» **Problem requirements**
Every line from the one containing "Target: tennis ball" to the end of the records below must be copied exactly, and no pictures may be included.

(Point localization data)
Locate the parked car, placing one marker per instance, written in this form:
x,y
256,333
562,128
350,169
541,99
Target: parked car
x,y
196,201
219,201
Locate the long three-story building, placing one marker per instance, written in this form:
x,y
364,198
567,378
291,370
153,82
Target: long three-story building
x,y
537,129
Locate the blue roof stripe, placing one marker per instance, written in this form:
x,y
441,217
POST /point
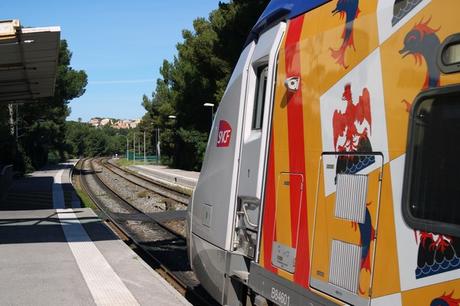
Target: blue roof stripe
x,y
283,9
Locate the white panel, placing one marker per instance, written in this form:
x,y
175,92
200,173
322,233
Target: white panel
x,y
367,75
406,238
350,201
217,183
390,21
345,265
393,300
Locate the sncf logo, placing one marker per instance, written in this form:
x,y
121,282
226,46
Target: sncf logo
x,y
224,135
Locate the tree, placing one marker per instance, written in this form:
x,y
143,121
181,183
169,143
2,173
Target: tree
x,y
199,73
42,124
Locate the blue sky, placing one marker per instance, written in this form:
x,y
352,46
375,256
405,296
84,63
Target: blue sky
x,y
120,44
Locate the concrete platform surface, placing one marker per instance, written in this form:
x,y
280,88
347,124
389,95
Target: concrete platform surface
x,y
177,176
58,254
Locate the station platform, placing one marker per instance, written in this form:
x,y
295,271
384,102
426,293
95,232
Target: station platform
x,y
55,253
174,176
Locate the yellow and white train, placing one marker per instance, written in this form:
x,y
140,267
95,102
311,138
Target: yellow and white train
x,y
331,173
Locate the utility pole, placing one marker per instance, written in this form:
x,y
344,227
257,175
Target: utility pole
x,y
145,159
127,148
17,122
11,111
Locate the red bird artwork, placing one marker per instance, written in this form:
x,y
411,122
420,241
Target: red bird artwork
x,y
345,124
349,9
445,300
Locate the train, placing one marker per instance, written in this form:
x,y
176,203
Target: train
x,y
330,175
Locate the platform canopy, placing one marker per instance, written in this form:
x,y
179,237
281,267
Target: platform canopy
x,y
28,62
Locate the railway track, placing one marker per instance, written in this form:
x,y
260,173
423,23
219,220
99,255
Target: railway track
x,y
158,243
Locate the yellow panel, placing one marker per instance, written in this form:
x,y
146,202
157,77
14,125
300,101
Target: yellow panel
x,y
427,295
403,78
328,33
386,271
280,134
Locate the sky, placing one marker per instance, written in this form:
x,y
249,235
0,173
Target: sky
x,y
120,44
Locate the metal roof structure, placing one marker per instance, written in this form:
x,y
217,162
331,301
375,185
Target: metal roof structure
x,y
28,62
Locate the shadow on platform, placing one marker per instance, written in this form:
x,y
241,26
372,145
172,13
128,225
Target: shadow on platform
x,y
24,227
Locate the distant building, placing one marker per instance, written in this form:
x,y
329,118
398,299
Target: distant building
x,y
115,123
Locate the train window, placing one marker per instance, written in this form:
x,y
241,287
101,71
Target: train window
x,y
261,89
431,192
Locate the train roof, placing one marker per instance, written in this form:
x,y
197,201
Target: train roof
x,y
278,10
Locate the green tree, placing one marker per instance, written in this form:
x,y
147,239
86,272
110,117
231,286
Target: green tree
x,y
42,124
198,74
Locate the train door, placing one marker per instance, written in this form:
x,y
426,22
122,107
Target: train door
x,y
258,106
346,218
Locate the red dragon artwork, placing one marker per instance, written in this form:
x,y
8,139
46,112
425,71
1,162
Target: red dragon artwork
x,y
446,300
347,134
350,10
423,43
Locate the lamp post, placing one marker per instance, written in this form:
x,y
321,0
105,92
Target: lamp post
x,y
127,147
212,110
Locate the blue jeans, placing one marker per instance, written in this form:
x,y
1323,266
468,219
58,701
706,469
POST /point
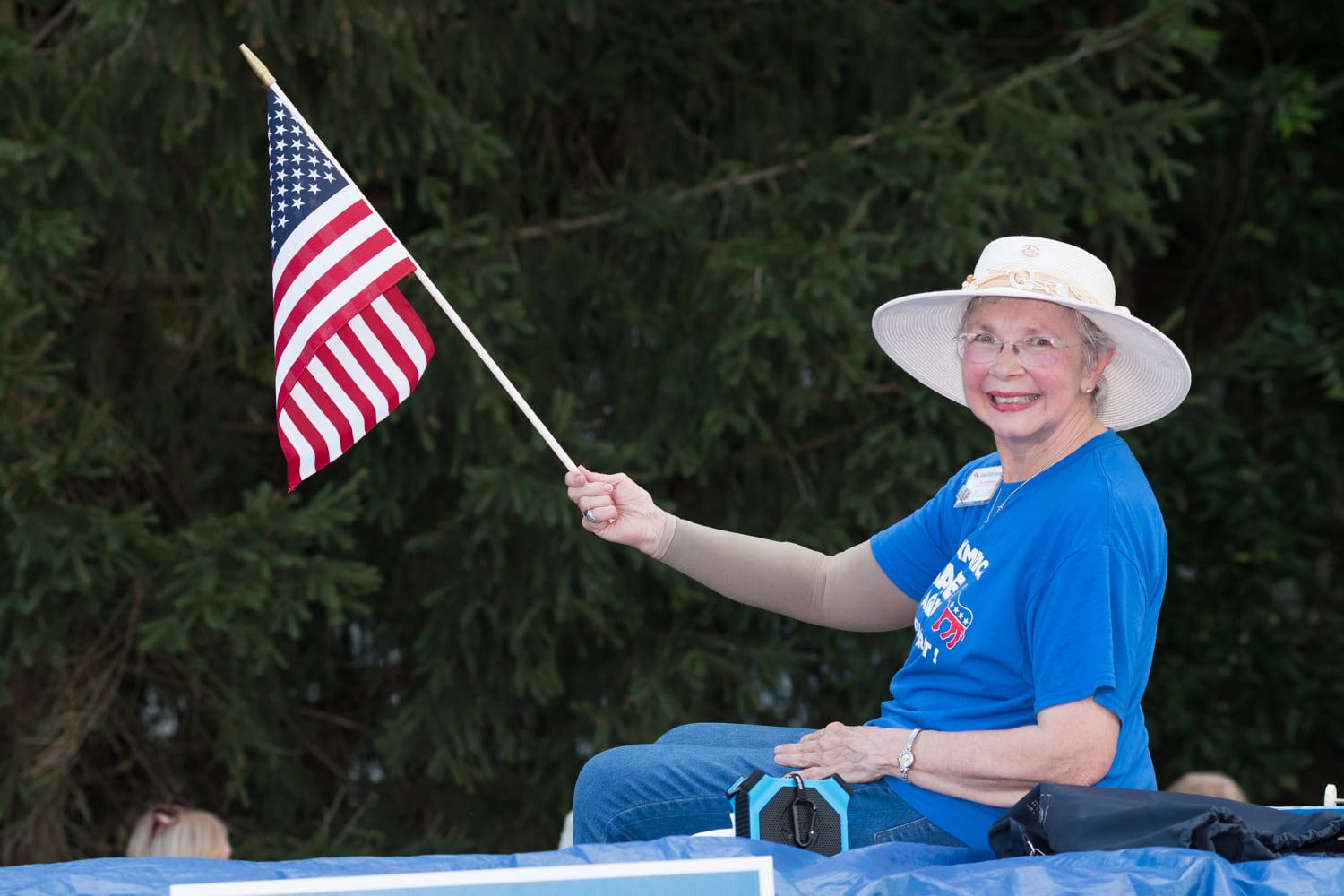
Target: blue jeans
x,y
675,786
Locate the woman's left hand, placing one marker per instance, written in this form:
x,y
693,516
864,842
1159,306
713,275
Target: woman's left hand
x,y
855,753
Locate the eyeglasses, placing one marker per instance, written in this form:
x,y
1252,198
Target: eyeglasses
x,y
1034,351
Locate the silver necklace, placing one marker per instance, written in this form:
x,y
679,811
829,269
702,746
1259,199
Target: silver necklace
x,y
996,511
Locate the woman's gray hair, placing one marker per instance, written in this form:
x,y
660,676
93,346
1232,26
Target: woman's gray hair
x,y
1096,341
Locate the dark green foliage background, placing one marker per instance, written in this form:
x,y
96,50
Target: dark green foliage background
x,y
669,222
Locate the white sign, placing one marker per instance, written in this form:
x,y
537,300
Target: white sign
x,y
731,876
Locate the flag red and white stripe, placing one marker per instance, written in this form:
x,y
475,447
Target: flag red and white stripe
x,y
349,346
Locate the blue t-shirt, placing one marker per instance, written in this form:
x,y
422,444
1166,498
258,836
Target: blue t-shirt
x,y
1045,595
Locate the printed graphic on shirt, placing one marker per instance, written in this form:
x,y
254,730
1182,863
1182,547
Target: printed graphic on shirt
x,y
943,611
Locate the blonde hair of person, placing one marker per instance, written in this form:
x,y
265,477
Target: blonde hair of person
x,y
1209,783
179,831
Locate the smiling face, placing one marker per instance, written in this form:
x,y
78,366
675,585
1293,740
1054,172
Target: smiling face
x,y
1029,408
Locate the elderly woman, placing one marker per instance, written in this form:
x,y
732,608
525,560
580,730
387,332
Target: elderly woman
x,y
1032,579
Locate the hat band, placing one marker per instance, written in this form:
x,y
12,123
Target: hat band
x,y
1031,282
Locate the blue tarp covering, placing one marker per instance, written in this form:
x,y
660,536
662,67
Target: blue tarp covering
x,y
884,869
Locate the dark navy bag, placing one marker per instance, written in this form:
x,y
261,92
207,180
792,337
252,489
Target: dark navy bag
x,y
1059,818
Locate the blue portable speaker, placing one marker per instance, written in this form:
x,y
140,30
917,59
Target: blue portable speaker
x,y
809,814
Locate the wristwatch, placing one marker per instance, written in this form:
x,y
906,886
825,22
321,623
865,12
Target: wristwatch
x,y
908,756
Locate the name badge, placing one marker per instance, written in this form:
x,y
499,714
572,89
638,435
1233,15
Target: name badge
x,y
980,487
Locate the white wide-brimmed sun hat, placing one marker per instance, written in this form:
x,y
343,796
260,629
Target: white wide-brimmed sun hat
x,y
1147,378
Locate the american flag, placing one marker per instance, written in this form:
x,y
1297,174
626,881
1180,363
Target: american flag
x,y
349,347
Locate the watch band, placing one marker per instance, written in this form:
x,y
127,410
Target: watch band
x,y
906,761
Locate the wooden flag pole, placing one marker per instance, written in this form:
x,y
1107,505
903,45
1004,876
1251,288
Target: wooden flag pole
x,y
269,82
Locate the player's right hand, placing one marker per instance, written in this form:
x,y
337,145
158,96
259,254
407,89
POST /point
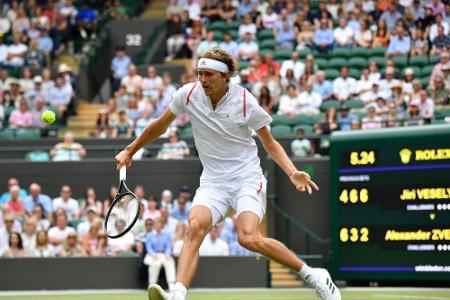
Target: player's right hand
x,y
124,158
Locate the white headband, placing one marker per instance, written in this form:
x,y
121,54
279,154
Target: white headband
x,y
208,63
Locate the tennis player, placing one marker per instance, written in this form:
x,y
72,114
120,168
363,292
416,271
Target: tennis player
x,y
223,116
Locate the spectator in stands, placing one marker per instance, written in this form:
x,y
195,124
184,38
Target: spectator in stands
x,y
372,121
58,234
344,86
15,203
15,246
400,44
119,67
214,246
124,127
309,100
285,37
343,35
43,248
159,248
248,49
68,150
36,197
229,45
323,37
174,149
132,81
71,247
35,57
29,235
301,146
21,118
177,241
441,42
69,205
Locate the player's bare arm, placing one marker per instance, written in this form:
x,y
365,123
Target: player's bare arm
x,y
153,131
301,180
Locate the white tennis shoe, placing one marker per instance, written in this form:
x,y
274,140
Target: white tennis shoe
x,y
323,285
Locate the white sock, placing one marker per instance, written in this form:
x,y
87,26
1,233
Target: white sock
x,y
305,271
180,287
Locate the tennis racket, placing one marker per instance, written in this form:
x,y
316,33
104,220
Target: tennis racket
x,y
124,210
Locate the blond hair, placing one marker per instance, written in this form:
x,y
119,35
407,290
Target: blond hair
x,y
223,56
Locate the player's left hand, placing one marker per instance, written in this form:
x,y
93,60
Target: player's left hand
x,y
302,182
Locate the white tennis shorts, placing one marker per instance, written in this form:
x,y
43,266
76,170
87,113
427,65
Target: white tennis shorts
x,y
241,194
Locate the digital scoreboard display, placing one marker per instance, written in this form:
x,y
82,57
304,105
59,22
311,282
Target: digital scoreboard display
x,y
390,204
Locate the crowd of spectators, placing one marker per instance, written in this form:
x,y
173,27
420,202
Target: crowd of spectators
x,y
34,224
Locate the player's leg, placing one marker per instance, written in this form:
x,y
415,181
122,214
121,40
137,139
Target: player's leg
x,y
250,237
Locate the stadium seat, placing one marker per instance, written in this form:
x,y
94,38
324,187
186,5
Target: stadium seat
x,y
265,34
434,59
337,63
308,129
283,54
330,103
418,61
218,26
427,70
354,73
331,74
400,61
378,51
360,52
37,156
281,131
354,104
357,63
340,52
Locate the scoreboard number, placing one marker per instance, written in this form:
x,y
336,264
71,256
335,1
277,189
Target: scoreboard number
x,y
354,235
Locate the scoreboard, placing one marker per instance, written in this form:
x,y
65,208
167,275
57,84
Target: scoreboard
x,y
390,204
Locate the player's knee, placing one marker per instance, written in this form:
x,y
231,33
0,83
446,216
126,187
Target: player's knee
x,y
250,241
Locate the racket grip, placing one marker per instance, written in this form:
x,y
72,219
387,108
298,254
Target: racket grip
x,y
123,173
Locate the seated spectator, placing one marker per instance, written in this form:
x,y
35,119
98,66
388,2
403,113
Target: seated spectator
x,y
174,149
344,87
132,81
290,103
309,100
343,35
58,234
214,246
124,127
440,43
247,27
43,247
372,121
159,248
15,246
301,146
71,247
178,238
36,197
229,45
67,203
21,118
285,38
400,44
68,150
323,37
29,235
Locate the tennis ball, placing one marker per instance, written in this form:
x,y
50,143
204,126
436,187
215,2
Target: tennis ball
x,y
48,117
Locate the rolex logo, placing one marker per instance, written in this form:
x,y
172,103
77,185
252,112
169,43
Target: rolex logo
x,y
405,156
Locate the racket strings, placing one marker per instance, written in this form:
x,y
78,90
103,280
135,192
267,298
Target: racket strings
x,y
122,215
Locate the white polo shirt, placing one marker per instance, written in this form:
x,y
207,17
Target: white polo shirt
x,y
223,136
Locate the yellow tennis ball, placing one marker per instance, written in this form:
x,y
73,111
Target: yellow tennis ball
x,y
48,117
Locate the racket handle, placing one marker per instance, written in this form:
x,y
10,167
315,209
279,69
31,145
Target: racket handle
x,y
123,173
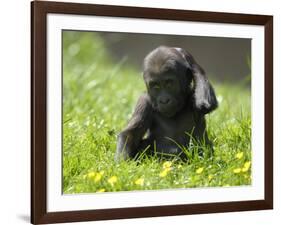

» **Output of the exercise**
Target: tennis ball
x,y
48,117
Locate the rolex logo, placing one marker per instance, written in this form:
x,y
172,103
77,185
252,112
169,43
Target: rolex logo
x,y
405,156
Locate the racket strings, placing one marker per instance, written in this form:
x,y
78,90
103,280
135,192
267,298
Target: racket strings
x,y
122,215
Locate the white polo shirt, placing one marker per instance, written in this form:
x,y
207,17
Target: white polo shirt
x,y
223,136
Locate the yellow tennis ball, placing one marker per instance, written in this form:
x,y
73,111
Target: yellow tennis ball
x,y
48,117
Locate the racket handle, placing one marker per instance, written in this form:
x,y
10,167
315,209
279,69
31,145
Target: racket handle
x,y
123,173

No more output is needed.